■ EXTRACT ■
Morel v. Coronet Insurance, 138 Ill. App. 3d 963 (1985)

Dec. 4, 1985 · Illinois Appellate Court · No. 84—2514
138 Ill. App. 3d 963

PEDRO MOREL, Plaintiff-Appellant, v. CORONET INSURANCE COMPANY, Defendant-Appellee.

First District (3rd Division)

No. 84—2514

Opinion filed December 4, 1985.

*964Donald J. Brooks, Ltd., Robert Schey, Topper & Weiss, and William J. Harte, Ltd., all of Chicago (William J. Harte, of counsel), for appellant.

Mark Mennes and Charles A. Linn, both of Arnold & Kadjan, of Chicago, for appellee.

PRESIDING JUSTICE WHITE

delivered the opinion of the court:

Plaintiff, Pedro Morel, brought an action on behalf of himself and others similarly situated, seeking restitution of certain proceeds resulting from the litigation of insurance claims by defendant. The circuit court of Cook County dismissed plaintiff’s amended complaint upon defendant’s motion pursuant to section 2 — 619(a)(9) of the Code of Civil Procedure (Ill. Rev. Stat. 1983, ch. 110, par. 2 — 619(a)(9)). On appeal, plaintiff contends that it was improper for the circuit court to dismiss the complaint and to determine that an annual retainer paid to house counsel by an insurance company could be an incurred expense under section 143b of the Illinois Insurance Code (Ill. Rev. Stat. 1981, ch. 73, par. 755b) and the basis for a one-third pro rata assessment against the insured’s recovery of the policy deductible.

According to the record, on February 3, 1979, plaintiff was the holder of a policy for collision insurance with defendant which subro-gated the insurer to plaintiff’s loss claim. On that date plaintiff was in an automobile accident. Subsequently, defendant recovered the sum of $200 on the subrogated claim and paid plaintiff $133.34, deducting the balance of $66.66 for house counsel as incurred expenses. Thereafter, plaintiff filed the instant action to recover $66.66.

According to an affidavit included in the record, house counsel was an independent law firm which defendant paid an annual retainer for conducting litigation of cases involving property damage and bodily injury. It also represented defendant in subrogation claims and *965arbitration matters. The amount of the retainer was based on the total volume of cases.

■ DATA EXCERPTS ■
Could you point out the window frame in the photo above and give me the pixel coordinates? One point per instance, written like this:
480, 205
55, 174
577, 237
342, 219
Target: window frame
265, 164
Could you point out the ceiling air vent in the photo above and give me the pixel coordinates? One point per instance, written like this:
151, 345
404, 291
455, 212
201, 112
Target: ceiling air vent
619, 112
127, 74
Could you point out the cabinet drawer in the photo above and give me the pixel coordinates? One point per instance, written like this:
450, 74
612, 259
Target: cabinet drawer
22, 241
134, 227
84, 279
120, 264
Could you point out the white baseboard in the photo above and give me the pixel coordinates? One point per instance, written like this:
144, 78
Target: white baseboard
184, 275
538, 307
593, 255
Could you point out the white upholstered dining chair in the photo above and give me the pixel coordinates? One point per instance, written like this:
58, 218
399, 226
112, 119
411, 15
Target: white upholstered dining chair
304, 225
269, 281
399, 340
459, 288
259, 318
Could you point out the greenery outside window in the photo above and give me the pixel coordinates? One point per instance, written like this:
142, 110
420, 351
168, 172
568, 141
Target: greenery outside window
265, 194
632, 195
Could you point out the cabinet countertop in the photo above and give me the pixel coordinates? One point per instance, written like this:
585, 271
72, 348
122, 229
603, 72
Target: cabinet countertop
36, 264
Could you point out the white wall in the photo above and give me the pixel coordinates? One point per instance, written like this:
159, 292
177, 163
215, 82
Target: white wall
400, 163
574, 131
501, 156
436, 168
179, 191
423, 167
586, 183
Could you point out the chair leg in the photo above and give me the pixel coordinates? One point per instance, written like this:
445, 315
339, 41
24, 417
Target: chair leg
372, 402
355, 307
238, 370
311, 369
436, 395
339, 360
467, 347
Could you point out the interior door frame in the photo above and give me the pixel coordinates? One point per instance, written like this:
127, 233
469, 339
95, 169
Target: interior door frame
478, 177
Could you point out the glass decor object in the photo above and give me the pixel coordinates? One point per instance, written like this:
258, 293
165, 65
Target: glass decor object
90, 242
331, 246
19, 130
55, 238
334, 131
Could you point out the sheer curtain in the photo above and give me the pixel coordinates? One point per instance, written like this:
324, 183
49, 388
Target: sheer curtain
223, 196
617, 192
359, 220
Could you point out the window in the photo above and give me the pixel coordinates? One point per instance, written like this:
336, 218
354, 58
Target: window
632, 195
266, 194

■ TASK ■
Please continue the Morel v. Coronet Insurance opinion, picking up right after its last sentence.

■ EXPECTED ANSWER ■
At the time of the incident section 143b of the Illinois Insurance Code read as follows:

“Any insurance carrier whose payment to its insured is reduced by a deductible amount under a policy providing collision coverage is subrogated to its insured’s entire collision loss claim including the deductible amount unless the deductible amount has been otherwise recovered by the insured, but if the deductible amount has been otherwise recovered by the insured it shall not be included in the subrogated loss claim and shall be excluded from the amount of loss pleaded. In claims for less than $500, if the deductible amount is included in the subroga-ted loss claim the insurance carrier shall pay the full pro rata deductible share to its insured out of the net recovery on the subrogated claim. In claims for less than $500, administrative expenses of the insurance carrier cannot be deducted from the gross recovery, and only incurred expenses of the carrier, such as attorney’s fees, collection fees and adjuster’s fees, may be deducted therefrom to determine the net recovery. When the insurance carrier is recovering in full directly from a third party a claim of less than $500 by means of installments, the insured shall receive his full pro rata deductible share as soon as such amount is collected an before any part of such recovery is applied to any other use.” (Ill. Rev. Stat. 1981, ch. 73, par. 755b.)

That section has since been amended to eliminate the $500 limitation and now applies to all claims. 111. Rev. Stat. 1983, ch. 73, par. 755b.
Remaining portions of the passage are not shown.